TASK DETAILS -> Copy out exactly the stretch of the listing below that begins at the line containing "Spot the blue" and ends at the line containing "Spot the snow", and copy nothing outside it.

DATA FOR THIS TASK ->
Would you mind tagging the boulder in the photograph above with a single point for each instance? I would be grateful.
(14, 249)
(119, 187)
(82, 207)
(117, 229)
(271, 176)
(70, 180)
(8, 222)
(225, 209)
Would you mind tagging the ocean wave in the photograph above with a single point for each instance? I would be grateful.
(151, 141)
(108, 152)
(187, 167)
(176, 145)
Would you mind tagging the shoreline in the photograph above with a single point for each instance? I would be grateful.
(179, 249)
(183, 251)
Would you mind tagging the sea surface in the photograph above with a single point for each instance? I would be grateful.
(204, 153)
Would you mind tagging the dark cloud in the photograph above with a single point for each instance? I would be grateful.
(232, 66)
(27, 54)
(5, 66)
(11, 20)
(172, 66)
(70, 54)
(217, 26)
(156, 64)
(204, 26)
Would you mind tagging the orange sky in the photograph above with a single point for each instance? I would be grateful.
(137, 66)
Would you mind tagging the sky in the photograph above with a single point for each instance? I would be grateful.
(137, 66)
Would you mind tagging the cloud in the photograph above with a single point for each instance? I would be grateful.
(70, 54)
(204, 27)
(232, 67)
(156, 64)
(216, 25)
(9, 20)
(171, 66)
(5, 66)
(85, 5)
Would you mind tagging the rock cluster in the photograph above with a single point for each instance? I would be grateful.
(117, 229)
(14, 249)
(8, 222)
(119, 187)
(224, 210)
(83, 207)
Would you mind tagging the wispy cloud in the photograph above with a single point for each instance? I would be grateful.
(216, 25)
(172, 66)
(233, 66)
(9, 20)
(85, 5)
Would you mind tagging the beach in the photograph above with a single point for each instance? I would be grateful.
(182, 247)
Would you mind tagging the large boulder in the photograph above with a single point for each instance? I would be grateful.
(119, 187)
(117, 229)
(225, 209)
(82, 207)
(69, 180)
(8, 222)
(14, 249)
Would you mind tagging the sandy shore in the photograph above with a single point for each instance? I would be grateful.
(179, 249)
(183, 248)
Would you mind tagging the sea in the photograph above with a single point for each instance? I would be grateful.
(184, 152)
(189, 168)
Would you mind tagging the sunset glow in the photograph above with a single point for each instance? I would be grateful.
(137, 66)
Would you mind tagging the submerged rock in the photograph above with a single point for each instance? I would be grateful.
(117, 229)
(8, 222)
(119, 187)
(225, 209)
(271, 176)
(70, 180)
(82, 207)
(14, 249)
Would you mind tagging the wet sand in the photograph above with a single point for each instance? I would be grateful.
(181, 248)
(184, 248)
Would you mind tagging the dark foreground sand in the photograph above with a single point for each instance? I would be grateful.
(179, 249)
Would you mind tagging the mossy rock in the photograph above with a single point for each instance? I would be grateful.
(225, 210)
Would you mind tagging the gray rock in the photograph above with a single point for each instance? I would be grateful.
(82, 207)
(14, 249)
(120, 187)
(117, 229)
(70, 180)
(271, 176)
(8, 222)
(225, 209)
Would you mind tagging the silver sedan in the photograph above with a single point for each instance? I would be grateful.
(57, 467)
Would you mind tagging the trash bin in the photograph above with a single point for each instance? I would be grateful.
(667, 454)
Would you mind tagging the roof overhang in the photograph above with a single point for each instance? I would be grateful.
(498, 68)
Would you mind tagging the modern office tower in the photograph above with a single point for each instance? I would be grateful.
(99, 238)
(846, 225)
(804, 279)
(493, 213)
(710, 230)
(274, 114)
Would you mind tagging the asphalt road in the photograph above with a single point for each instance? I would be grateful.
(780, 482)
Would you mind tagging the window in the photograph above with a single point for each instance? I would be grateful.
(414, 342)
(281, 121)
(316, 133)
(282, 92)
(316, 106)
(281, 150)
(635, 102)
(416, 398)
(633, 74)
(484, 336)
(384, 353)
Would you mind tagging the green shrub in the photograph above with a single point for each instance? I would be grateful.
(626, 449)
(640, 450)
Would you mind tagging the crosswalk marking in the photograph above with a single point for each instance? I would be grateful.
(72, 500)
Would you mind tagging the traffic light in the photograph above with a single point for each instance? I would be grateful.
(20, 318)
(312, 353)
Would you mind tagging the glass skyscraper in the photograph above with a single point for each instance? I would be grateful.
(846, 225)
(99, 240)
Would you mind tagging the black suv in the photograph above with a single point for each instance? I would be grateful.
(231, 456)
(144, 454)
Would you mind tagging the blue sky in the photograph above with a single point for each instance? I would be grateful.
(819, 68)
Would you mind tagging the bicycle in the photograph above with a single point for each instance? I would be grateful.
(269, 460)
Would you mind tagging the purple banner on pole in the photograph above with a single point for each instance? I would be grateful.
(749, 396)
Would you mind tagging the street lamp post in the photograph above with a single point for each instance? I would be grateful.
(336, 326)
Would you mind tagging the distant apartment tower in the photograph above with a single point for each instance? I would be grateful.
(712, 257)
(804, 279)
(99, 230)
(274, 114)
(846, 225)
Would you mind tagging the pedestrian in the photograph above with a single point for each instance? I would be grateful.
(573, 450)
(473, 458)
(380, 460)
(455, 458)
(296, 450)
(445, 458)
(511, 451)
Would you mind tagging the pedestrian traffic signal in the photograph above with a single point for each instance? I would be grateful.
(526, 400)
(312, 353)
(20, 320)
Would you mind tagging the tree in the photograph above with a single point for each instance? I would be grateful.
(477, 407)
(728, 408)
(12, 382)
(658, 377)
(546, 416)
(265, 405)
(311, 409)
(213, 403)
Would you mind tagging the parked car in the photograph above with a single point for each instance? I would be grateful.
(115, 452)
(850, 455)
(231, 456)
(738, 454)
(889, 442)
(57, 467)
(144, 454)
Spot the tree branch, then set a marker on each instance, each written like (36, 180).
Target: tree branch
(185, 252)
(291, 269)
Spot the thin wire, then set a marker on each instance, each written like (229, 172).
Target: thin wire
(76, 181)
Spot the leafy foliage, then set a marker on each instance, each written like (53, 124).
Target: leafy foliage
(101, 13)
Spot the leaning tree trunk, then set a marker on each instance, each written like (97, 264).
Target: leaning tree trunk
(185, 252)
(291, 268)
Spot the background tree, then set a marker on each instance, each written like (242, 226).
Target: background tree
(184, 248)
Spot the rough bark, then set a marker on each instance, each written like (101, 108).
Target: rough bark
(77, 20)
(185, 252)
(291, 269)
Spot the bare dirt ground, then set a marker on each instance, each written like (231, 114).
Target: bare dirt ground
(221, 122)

---

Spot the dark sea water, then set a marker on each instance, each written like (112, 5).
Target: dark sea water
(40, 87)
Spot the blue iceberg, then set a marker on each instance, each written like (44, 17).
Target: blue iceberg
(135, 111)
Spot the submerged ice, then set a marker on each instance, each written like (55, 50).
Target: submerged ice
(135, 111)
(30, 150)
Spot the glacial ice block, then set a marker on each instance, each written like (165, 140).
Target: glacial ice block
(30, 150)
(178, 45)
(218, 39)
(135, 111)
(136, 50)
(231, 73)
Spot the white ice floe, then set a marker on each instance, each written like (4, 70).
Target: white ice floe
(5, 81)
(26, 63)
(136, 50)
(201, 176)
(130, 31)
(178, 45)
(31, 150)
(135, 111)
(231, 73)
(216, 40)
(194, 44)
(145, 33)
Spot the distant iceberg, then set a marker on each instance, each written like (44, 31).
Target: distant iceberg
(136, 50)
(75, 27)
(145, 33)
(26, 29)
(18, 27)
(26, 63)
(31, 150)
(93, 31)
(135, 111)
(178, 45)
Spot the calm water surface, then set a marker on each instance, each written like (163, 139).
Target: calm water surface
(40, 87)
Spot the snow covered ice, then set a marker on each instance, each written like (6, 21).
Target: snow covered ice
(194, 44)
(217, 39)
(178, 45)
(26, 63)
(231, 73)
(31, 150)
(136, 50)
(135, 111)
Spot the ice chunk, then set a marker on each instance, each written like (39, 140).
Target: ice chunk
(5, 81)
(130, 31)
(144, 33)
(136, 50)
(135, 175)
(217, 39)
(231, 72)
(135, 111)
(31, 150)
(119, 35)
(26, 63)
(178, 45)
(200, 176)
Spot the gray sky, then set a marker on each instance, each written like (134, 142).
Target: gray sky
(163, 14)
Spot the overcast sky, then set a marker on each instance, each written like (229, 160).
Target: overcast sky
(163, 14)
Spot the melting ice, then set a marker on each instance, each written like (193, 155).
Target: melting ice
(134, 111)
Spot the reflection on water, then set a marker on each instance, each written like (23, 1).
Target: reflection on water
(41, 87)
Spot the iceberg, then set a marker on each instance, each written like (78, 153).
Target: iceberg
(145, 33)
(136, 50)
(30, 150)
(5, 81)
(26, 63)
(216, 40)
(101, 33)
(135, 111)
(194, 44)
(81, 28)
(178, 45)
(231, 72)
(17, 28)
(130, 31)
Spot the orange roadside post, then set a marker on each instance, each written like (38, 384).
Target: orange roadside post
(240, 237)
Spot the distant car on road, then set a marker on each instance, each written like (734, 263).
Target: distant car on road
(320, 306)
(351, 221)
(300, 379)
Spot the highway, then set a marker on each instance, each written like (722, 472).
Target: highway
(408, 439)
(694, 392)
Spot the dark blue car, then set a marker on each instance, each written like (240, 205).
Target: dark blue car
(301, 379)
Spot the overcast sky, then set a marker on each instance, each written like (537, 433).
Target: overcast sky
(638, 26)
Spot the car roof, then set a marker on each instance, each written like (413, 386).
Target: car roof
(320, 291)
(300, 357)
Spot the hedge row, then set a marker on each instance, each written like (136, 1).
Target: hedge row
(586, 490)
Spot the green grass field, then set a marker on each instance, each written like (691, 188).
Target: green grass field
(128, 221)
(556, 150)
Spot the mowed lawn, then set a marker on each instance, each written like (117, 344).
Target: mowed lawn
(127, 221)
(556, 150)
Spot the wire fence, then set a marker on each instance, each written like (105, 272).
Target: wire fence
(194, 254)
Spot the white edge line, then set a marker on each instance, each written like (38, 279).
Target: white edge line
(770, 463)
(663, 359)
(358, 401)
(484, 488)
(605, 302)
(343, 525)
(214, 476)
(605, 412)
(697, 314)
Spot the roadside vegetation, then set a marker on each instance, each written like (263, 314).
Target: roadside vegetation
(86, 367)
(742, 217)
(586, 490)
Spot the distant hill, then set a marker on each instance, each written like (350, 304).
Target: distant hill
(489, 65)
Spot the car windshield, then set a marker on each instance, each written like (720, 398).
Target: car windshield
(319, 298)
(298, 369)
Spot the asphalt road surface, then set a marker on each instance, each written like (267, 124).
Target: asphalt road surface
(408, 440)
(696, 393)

RESULT FOR THIS EXERCISE ->
Spot the blue iceberg, then set a marker on each instance, each written like (44, 17).
Target: blue iceberg
(135, 111)
Spot the submerged ice, then set a marker on each instance, each written like (55, 50).
Target: submerged ice
(135, 111)
(30, 150)
Spot the glacial ice block, then set a marker on each instance, each written like (165, 140).
Target: glacial ice block
(30, 150)
(178, 45)
(218, 39)
(135, 111)
(136, 50)
(231, 73)
Spot the white ice floe, then set a marker on each instance, each written like (4, 70).
Target: white ice floe
(5, 81)
(26, 63)
(136, 50)
(201, 176)
(130, 31)
(178, 45)
(31, 150)
(135, 111)
(231, 73)
(216, 40)
(194, 44)
(145, 33)
Spot the distant iceberg, then set a marker on each instance, each written like (44, 31).
Target: distant iceberg
(136, 50)
(75, 27)
(145, 33)
(26, 29)
(18, 27)
(26, 63)
(31, 150)
(93, 31)
(135, 111)
(178, 45)
Spot the calm water surface, then set a marker on each instance, each written like (163, 139).
Target: calm water surface
(40, 87)
Spot the snow covered ice, then set a marker on each instance, each written like (6, 21).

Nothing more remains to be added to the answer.